[Supplied text — start]

Oxbridge Academy Foundation, Inc. is a private coeducational college-preparatory middle and high school in West Palm Beach, Florida. Oxbridge Academy serves grades 7–12. Aimed at students of all socioeconomic backgrounds, the school has physical therapist on staff, chef-prepared lunches, a sailing and equestrian team, and a flight simulator.

Academics

Computer Science Program
The Computer Science program at Oxbridge consists of a four-year course in Computer Science. Computer Science I consists of studies in Python and basic algorithms. Computer Science II introduces students to programming in Java. Advanced courses in Web Application Development, Unity Game Development, and Data Structures and Algorithms are offered to third and fourth year Computer Science students.

History 

The school was funded with a $50 million donation from Bill Koch. Koch's goal was to create a school for his own children where academically gifted students of all socioeconomic backgrounds could do hands-on projects and learn by problem solving, a place where students ruled. Oxbridge was opened in under a year on a 45-acre campus that once held a Jewish community center. By 2016 he had spent more than $75 million on the school.

In 2011, Koch hired Robert C. Parsons to lead the school under titles president and chief executive.

[Supplied text — finish]
[Extracted material — start]

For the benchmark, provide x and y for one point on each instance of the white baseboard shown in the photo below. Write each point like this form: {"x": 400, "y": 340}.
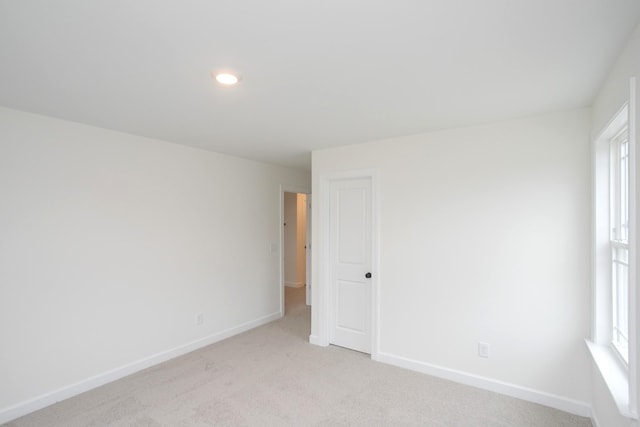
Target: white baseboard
{"x": 44, "y": 400}
{"x": 294, "y": 284}
{"x": 582, "y": 409}
{"x": 315, "y": 340}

[Extracted material — finish]

§ **Exercises to complete**
a - Answer these from the Oxbridge Academy text, one per line:
(i) What programming language does Computer Science II teach?
(ii) How many acres is the campus?
(iii) Whom did Koch hire in 2011 to lead the school?
b - Extend the Oxbridge Academy text, picking up right after its final sentence.

§ **Your written answers**
a -
(i) Java
(ii) 45 acres
(iii) Robert C. Parsons

b -
By 2014, the school added a football team at the request of the student body. In April 2016, Mr. Koch announced that Academic Dean John Klemme would serve as the School's president, placing Mr. Parsons on paid leave pending an investigation of harassment claims. Parsons compensation package was worth $1 million, with an annual salary of about $600,000 per year.

On May 27, 2016, Koch fired Parsons and declined to renew the contracts of Director of Athletics Craig Sponsky and the football coach Doug Socha; Koch noted that a "power elites group" in the school "ran the asylum".

In July 2016, David Rosow was elected President and CEO of Oxbridge Academy.

On June 20, 2018, the school announced that it was ending its football program after a number of its players transferred to other schools.

Athletics recruiting violations 
In 2016, the school self-reported athletic recruiting violations and forfeited all athletic victories for the previous two years, including three FHSAA district championships.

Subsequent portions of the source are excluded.